___ Data section ___

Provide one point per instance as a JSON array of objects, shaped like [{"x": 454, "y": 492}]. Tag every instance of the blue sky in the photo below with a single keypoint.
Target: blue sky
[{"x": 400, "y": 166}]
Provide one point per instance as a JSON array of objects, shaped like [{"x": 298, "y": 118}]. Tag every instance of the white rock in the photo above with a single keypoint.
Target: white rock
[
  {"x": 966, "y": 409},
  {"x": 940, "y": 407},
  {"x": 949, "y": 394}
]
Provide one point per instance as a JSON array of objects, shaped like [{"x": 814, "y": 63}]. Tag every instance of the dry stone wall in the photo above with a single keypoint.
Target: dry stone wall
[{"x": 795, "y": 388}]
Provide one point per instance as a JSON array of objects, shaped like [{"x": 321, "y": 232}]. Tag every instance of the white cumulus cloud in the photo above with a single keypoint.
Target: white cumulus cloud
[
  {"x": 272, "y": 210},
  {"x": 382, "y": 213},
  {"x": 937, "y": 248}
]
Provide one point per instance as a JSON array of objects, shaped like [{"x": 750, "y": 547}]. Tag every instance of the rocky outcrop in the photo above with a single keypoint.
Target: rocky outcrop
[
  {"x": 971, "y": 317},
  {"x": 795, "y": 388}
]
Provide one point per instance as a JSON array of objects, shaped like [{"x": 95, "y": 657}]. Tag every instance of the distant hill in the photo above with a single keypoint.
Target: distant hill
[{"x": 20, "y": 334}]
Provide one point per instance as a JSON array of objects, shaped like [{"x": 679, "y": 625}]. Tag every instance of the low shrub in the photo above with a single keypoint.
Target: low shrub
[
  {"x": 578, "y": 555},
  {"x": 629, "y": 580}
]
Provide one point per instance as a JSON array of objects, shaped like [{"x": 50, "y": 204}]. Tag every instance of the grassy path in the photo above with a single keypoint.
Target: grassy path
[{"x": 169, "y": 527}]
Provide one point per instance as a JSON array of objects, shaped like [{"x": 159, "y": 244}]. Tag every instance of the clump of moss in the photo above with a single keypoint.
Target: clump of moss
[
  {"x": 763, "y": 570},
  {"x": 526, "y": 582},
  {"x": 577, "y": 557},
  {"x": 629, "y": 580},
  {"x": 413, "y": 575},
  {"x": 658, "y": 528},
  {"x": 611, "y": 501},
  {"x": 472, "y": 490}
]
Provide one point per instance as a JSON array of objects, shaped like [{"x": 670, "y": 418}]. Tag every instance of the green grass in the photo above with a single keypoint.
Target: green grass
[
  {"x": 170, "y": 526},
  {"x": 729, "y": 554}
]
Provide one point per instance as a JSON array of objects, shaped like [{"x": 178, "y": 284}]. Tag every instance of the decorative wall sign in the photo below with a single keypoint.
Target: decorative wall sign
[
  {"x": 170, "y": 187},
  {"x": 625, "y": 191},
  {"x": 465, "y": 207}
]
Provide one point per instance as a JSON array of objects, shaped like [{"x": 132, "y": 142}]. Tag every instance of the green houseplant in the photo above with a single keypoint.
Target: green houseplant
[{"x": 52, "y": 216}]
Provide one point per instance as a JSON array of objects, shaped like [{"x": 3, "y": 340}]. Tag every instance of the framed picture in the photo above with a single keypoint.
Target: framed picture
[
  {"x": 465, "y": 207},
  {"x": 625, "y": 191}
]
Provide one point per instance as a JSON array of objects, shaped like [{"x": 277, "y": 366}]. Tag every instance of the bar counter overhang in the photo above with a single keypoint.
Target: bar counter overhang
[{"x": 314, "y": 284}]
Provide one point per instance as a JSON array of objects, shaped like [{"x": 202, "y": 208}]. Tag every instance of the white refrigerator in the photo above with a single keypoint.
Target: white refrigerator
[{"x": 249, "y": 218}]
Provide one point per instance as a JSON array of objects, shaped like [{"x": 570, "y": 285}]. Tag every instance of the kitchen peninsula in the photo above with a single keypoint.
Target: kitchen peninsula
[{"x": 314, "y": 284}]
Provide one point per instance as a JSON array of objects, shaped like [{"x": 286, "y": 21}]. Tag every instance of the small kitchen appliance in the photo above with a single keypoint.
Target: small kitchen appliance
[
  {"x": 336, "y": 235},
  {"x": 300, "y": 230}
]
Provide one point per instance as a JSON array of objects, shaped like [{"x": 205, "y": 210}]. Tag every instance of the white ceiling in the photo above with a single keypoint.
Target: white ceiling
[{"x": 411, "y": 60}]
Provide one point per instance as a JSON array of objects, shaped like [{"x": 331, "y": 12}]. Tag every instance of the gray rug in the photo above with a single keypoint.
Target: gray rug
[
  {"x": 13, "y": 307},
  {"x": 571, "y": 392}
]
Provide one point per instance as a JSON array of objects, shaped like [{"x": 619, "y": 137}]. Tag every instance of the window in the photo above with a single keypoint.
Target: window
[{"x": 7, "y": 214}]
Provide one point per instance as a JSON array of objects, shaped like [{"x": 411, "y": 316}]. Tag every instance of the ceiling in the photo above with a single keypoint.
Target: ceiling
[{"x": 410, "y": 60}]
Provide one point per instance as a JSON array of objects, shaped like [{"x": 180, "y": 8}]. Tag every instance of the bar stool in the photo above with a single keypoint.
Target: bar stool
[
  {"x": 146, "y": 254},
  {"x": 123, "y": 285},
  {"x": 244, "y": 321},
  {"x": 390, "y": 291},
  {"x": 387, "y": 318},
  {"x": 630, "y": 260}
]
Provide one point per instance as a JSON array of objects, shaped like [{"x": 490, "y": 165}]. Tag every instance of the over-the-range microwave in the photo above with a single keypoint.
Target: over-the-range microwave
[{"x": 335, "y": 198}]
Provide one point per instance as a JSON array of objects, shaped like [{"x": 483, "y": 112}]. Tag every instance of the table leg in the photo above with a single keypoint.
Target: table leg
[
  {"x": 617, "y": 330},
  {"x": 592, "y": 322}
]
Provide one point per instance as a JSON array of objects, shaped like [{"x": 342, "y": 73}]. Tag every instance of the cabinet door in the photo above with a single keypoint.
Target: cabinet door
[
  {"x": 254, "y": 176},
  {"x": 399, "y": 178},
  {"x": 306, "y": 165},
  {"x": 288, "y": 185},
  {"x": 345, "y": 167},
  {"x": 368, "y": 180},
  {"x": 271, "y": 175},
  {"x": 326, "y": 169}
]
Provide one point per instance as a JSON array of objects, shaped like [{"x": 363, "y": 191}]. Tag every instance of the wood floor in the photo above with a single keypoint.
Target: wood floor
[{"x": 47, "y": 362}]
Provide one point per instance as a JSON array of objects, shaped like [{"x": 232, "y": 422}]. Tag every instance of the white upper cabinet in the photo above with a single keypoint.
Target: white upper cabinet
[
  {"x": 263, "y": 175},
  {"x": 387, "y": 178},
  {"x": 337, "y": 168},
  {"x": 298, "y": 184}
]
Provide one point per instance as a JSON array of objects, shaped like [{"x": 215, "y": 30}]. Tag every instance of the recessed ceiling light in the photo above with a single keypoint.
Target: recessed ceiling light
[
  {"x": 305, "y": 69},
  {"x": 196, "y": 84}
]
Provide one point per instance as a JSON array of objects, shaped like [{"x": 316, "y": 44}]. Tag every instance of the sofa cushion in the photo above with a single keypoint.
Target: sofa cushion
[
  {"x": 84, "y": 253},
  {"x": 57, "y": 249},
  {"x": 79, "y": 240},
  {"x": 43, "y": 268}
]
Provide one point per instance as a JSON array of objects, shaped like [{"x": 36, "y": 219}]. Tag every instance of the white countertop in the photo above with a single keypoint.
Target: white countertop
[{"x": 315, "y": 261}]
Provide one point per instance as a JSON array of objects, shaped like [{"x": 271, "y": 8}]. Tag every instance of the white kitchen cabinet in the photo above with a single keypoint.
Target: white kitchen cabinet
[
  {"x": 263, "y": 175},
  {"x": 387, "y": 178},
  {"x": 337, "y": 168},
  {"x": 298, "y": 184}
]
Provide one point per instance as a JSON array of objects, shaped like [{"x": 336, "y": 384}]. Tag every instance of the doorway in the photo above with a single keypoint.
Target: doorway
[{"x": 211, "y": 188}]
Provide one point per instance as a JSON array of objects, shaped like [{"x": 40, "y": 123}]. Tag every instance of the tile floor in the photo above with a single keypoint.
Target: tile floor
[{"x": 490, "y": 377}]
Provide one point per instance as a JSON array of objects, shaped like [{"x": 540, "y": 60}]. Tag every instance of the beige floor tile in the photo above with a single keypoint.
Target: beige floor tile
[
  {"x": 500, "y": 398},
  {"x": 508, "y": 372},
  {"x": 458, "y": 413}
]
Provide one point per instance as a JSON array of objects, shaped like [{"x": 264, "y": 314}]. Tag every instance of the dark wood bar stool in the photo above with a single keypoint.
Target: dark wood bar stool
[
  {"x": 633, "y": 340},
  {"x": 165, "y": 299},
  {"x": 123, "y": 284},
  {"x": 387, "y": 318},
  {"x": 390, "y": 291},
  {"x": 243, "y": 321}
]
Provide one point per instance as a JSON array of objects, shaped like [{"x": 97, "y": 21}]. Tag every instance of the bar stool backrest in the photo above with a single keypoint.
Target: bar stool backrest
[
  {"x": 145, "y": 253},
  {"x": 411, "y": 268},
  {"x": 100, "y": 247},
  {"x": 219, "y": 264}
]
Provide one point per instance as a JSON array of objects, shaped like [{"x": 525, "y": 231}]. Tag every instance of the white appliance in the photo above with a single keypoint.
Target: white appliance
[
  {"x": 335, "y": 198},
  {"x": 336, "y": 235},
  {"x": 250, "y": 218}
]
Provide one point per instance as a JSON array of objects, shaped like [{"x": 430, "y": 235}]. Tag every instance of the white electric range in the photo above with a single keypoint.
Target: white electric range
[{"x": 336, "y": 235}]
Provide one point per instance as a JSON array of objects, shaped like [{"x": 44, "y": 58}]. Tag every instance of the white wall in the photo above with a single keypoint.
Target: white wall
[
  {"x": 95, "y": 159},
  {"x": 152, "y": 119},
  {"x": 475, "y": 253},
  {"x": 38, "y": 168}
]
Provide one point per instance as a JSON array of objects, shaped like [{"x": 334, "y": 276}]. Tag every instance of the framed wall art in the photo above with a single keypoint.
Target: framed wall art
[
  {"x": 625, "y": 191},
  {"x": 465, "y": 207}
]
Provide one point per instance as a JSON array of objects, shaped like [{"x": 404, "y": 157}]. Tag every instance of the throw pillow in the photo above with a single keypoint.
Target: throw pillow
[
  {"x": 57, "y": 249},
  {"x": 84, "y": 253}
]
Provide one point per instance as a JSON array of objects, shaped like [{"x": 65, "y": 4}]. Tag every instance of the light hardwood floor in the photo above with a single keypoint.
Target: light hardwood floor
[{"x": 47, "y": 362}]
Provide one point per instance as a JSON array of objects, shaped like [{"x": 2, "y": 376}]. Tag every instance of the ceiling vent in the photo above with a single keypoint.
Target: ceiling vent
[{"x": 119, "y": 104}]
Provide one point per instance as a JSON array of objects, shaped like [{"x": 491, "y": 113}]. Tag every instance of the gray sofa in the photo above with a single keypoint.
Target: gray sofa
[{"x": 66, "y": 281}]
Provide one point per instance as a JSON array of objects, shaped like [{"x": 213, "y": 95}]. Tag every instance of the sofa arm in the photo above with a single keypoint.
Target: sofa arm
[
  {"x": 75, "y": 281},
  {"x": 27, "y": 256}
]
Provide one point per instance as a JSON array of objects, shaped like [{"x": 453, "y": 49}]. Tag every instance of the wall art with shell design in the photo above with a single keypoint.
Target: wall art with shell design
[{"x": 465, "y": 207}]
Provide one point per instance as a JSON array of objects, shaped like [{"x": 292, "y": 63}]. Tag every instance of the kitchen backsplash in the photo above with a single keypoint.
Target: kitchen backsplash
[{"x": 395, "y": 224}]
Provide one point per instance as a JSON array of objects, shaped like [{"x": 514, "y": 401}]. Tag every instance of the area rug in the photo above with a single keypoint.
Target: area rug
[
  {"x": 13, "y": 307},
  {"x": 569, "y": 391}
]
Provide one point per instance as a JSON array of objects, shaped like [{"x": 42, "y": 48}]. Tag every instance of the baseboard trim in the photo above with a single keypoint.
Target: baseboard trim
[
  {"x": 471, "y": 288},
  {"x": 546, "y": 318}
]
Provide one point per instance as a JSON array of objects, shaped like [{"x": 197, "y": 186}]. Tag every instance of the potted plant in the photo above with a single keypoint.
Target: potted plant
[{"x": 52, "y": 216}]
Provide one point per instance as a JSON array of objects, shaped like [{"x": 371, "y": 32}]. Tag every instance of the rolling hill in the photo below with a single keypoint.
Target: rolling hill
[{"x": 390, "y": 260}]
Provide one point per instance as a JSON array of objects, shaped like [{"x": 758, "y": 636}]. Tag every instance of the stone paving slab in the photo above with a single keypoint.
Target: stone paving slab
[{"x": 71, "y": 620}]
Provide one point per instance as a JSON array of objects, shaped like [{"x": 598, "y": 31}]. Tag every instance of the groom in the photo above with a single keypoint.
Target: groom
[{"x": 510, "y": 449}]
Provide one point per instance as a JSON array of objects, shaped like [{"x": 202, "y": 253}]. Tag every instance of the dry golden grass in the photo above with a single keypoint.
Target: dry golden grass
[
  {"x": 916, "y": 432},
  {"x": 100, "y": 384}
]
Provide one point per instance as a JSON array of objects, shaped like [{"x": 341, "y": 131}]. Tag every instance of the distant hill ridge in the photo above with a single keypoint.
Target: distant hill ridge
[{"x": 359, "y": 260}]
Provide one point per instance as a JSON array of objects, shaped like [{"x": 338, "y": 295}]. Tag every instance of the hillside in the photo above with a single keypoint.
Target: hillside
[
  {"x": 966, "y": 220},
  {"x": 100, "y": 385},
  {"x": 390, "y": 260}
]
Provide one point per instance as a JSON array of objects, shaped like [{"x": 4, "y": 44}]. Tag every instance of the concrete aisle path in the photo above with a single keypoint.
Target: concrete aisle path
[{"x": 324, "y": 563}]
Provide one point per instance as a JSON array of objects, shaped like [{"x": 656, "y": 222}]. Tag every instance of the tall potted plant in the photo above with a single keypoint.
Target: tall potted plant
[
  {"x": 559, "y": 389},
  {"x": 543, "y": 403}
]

___

*Assigned task*
Each line of the data in which the string "below" appears needs to be copied.

*Written answer*
Provide one point per instance as a JSON array of objects, shaped like [{"x": 454, "y": 492}]. Tag every instance of the blue sky in the photo below with a single keypoint.
Provide one point per instance as a JSON array of objects, shaped like [{"x": 178, "y": 284}]. Tag every instance of the decorative wall sign in the photo below with a single keypoint.
Provide one point per instance as a JSON array of objects, shaped like [{"x": 371, "y": 32}]. Tag every instance of the rolling hill in the photo below with a single keypoint.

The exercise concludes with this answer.